Don’t: Forget about extreme events. Standard models often underestimate the probability of extreme events.

Monte Carlo Simulation Implementation Details

C++ implementation algorithm explanation

The core of our Monte Carlo simulation is implemented in C++ for optimal performance. Let’s break down the monte_carlo function:

Rcpp::List monte_carlo(double seed_price, double daily_vol, int num_sims, int num_days) {
    int total_rows = num_sims * num_days;
    Rcpp::NumericVector close(total_rows);
    Rcpp::IntegerVector sim_idx(total_rows);
    Rcpp::NumericVector end_price(num_sims);
    Rcpp::IntegerVector end_idx(num_sims);
    
    int row_index = 0;
    for (int i = 0; i < num_sims; ++i) {
        double current_price = seed_price;
        for (int j = 0; j < num_days; ++j) {
            current_price *= (1 + R::rnorm(0, daily_vol));
            close[row_index] = current_price;
            sim_idx[row_index] = i + 1;
            ++row_index;
        }

        end_price[i] = current_price;
        end_idx[i] = i + 1;
    }

    Rcpp::DataFrame sim_df = Rcpp::DataFrame::create(
        Rcpp::_["close"] = close,
        Rcpp::_["simulation"] = sim_idx
    );

    Rcpp::DataFrame end_df = Rcpp::DataFrame::create(
        Rcpp::_["close"] = end_price,
        Rcpp::_["simulation"] = end_idx
    );

    return Rcpp::List::create(
        Rcpp::_["simulations"] = sim_df,
        Rcpp::_["end_prices"] = end_df
    );
}

Initialisation: We create vectors to store the simulated prices (close), simulation indices (sim_idx), final prices (end_price), and final simulation indices (end_idx).

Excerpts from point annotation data
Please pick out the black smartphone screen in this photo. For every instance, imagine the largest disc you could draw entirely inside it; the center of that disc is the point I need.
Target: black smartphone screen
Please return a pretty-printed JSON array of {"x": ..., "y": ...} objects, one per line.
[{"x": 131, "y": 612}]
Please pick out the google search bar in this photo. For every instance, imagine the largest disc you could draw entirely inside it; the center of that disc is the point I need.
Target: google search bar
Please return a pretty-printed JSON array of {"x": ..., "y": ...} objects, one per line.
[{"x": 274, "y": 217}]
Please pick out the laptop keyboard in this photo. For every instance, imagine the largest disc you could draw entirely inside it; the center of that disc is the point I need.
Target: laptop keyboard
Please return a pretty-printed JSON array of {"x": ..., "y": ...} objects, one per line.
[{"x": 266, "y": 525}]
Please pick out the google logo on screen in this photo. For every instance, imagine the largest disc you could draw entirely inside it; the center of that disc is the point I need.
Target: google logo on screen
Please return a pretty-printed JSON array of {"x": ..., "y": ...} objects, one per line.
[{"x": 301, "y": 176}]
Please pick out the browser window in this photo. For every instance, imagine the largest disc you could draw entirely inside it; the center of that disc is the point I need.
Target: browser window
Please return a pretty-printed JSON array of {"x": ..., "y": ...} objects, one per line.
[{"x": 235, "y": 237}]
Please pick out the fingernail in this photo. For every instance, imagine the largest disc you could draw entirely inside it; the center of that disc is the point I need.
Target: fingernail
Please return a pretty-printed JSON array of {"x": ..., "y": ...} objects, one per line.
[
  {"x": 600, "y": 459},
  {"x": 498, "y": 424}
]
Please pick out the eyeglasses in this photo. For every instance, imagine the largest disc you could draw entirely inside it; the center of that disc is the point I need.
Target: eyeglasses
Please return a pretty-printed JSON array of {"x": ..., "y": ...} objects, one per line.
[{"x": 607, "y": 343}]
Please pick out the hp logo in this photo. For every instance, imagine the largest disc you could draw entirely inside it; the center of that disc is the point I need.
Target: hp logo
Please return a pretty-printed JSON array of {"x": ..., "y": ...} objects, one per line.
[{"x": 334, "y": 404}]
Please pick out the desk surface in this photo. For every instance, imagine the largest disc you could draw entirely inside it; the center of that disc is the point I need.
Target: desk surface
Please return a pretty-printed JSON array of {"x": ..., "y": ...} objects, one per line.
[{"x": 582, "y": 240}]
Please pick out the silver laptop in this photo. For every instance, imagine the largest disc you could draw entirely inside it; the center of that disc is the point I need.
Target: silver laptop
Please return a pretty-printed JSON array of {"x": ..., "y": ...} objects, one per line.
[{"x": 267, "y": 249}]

__TASK REQUIREMENTS__:
(1) Return the passage of the Monte Carlo simulation excerpt starting at "Initialisation: We create" and ending at "simulation indices (end_idx).".
(2) Answer these questions from the Monte Carlo simulation excerpt.
(a) What do standard models often underestimate?
(b) In what language is the core of the simulation implemented?
(c) Which vector stores the final prices?
The records are not needed for this work.

__EXPECTED RESULTS__:
(1)
Initialisation: We create vectors to store the simulated prices (close), simulation indices (sim_idx), final prices (end_price), and final simulation indices (end_idx).

(2)
(a) The probability of extreme events.
(b) C++.
(c) end_price.